* WHAT THE TASK REQUIRES: Search the material below for the string "bell" and list each line that holds it.

* DATA RECORDS:
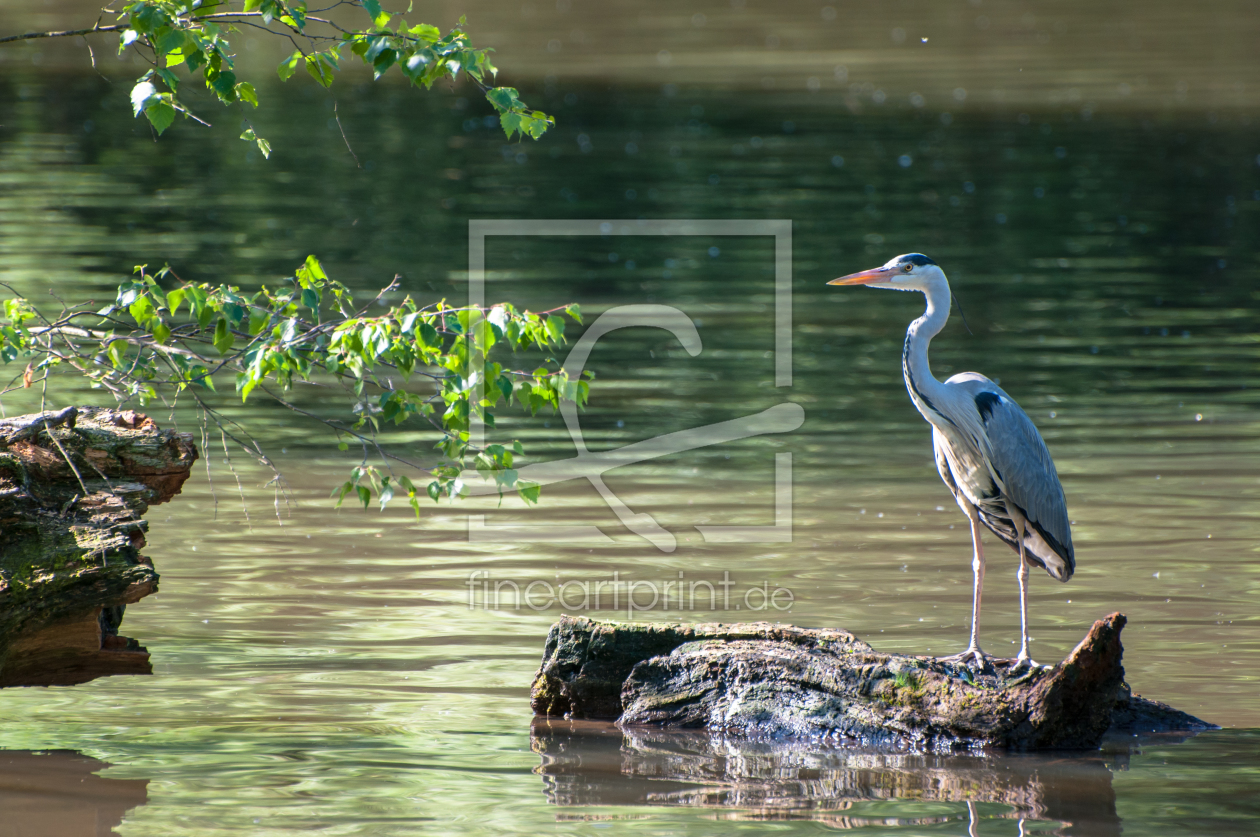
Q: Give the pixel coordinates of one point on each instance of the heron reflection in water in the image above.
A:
(988, 451)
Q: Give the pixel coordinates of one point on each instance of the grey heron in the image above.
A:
(988, 451)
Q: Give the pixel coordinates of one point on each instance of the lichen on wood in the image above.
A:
(73, 488)
(775, 681)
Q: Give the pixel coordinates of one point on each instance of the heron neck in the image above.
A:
(925, 390)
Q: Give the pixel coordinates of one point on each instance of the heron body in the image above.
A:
(988, 450)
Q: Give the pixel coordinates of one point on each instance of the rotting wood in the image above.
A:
(764, 680)
(73, 487)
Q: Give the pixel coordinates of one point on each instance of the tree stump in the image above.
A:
(762, 680)
(73, 487)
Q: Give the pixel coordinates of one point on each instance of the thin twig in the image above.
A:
(227, 454)
(343, 136)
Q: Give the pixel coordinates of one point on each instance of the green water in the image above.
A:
(329, 675)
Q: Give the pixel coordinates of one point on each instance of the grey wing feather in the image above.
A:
(1026, 473)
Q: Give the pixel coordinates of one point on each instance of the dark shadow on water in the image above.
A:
(58, 793)
(597, 764)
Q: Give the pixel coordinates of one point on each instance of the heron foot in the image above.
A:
(1025, 661)
(973, 658)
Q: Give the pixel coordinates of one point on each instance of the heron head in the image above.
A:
(905, 272)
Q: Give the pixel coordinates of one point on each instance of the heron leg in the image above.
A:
(1022, 574)
(973, 652)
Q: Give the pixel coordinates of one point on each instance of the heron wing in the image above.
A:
(1022, 468)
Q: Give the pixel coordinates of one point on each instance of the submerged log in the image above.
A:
(73, 487)
(764, 680)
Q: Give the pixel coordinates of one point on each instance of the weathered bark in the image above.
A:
(776, 681)
(73, 487)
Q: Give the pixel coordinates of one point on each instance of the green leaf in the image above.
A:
(141, 95)
(504, 98)
(427, 33)
(289, 66)
(224, 85)
(556, 328)
(319, 69)
(245, 90)
(160, 115)
(223, 337)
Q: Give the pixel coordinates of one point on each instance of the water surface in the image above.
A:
(329, 673)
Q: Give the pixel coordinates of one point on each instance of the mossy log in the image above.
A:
(762, 680)
(73, 487)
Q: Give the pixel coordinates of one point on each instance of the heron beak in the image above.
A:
(864, 277)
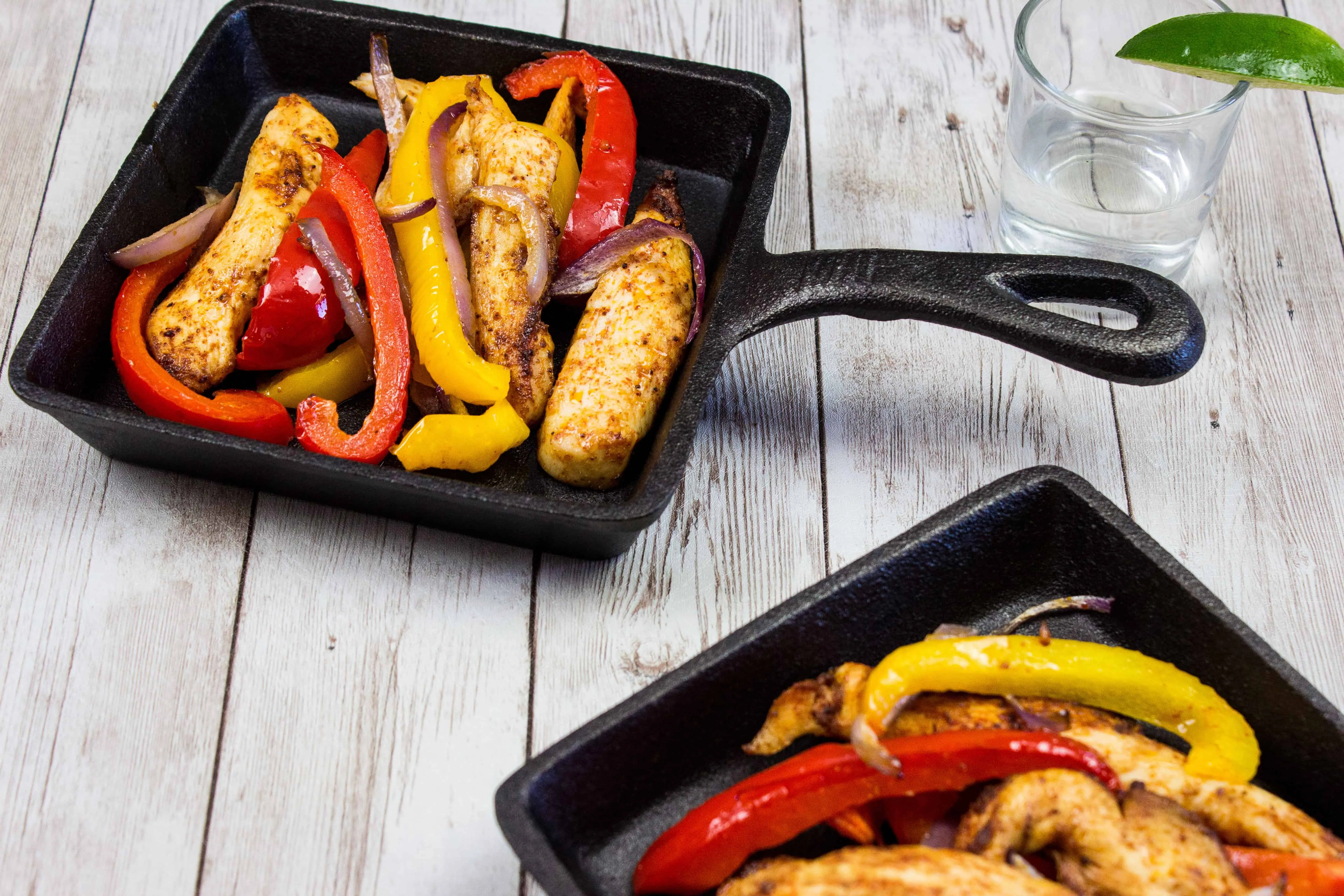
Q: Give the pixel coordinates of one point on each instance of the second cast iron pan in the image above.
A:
(722, 131)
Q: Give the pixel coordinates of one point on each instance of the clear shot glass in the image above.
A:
(1109, 159)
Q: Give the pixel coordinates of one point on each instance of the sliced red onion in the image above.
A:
(941, 835)
(1080, 602)
(869, 746)
(407, 212)
(404, 284)
(385, 85)
(1035, 720)
(318, 242)
(224, 210)
(452, 248)
(178, 236)
(581, 277)
(535, 232)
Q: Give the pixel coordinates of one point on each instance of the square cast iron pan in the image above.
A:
(722, 131)
(583, 813)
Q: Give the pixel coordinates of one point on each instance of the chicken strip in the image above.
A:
(626, 350)
(1146, 845)
(509, 324)
(1242, 815)
(194, 332)
(826, 706)
(888, 871)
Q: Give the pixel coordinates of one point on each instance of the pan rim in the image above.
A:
(662, 473)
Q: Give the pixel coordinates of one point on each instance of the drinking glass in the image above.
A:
(1107, 158)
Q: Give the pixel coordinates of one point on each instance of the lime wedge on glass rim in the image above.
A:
(1268, 52)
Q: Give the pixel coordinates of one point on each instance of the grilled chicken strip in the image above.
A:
(888, 871)
(626, 350)
(1146, 845)
(509, 324)
(1242, 815)
(194, 332)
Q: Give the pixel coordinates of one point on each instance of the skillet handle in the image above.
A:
(990, 295)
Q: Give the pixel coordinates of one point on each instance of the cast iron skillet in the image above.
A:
(722, 131)
(583, 813)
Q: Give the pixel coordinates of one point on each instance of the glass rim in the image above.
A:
(1025, 58)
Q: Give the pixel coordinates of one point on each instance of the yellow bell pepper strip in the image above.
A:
(460, 441)
(338, 375)
(566, 174)
(435, 319)
(1224, 747)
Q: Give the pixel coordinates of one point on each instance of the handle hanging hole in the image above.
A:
(1108, 318)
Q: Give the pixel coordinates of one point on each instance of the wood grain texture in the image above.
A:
(34, 87)
(380, 691)
(745, 530)
(909, 108)
(1236, 467)
(380, 696)
(120, 582)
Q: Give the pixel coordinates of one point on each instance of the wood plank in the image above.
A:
(39, 47)
(1236, 467)
(906, 154)
(745, 530)
(380, 690)
(122, 582)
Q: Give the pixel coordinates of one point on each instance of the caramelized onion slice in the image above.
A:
(407, 212)
(1080, 602)
(385, 87)
(178, 236)
(439, 134)
(581, 277)
(535, 232)
(318, 242)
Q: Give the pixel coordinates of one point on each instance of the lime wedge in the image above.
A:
(1268, 52)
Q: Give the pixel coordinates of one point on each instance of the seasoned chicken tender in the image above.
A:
(888, 871)
(1144, 845)
(194, 332)
(826, 706)
(626, 350)
(509, 324)
(1241, 815)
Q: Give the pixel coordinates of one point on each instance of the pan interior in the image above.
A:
(601, 797)
(705, 128)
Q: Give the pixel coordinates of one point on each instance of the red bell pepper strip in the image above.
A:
(1306, 876)
(316, 425)
(779, 804)
(861, 824)
(298, 315)
(912, 817)
(156, 393)
(608, 171)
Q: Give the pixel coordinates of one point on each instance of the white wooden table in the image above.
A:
(212, 691)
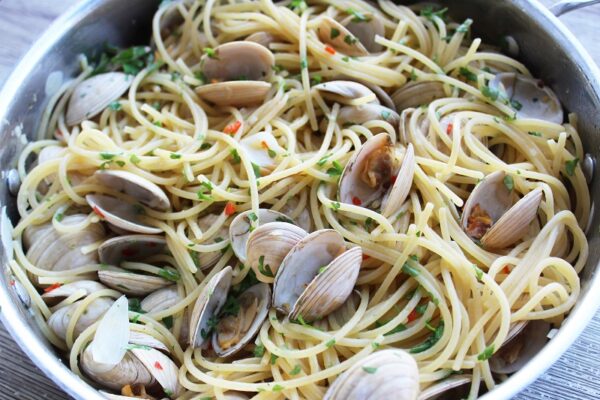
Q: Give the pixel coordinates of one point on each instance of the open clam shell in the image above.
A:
(119, 213)
(268, 245)
(237, 72)
(161, 299)
(233, 332)
(385, 374)
(521, 348)
(54, 251)
(347, 92)
(316, 276)
(336, 35)
(84, 287)
(94, 94)
(447, 388)
(131, 248)
(59, 320)
(209, 303)
(131, 283)
(416, 94)
(490, 216)
(368, 174)
(144, 191)
(240, 228)
(534, 99)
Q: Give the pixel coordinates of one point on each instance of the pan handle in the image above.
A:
(565, 6)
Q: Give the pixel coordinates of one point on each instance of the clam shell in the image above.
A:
(239, 230)
(416, 94)
(262, 293)
(130, 283)
(401, 188)
(365, 31)
(129, 371)
(130, 248)
(351, 184)
(298, 286)
(235, 93)
(93, 95)
(346, 92)
(62, 292)
(59, 320)
(142, 190)
(119, 213)
(161, 299)
(537, 100)
(385, 374)
(521, 348)
(514, 224)
(209, 303)
(365, 113)
(272, 241)
(452, 382)
(344, 42)
(329, 289)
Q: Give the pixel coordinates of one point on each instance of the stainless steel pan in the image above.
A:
(547, 48)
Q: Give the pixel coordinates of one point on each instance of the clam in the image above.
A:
(59, 320)
(161, 299)
(268, 245)
(532, 98)
(385, 374)
(347, 92)
(262, 149)
(317, 276)
(520, 347)
(142, 190)
(238, 73)
(54, 251)
(131, 247)
(244, 223)
(84, 287)
(123, 215)
(117, 357)
(207, 260)
(131, 283)
(372, 175)
(233, 332)
(207, 305)
(453, 387)
(93, 95)
(490, 216)
(416, 94)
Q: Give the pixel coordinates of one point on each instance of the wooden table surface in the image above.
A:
(575, 376)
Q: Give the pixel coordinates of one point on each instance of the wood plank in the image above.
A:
(573, 377)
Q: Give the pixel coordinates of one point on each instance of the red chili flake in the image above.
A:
(233, 127)
(52, 287)
(413, 315)
(229, 208)
(98, 212)
(129, 252)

* RESPONSE AREA:
Q: Give the pixel coordinates of one point on each instance of the yellow bell pepper strip in the image above.
Q: Give the pixel coordinates of one point on each instance of the red bell pepper strip in the image above.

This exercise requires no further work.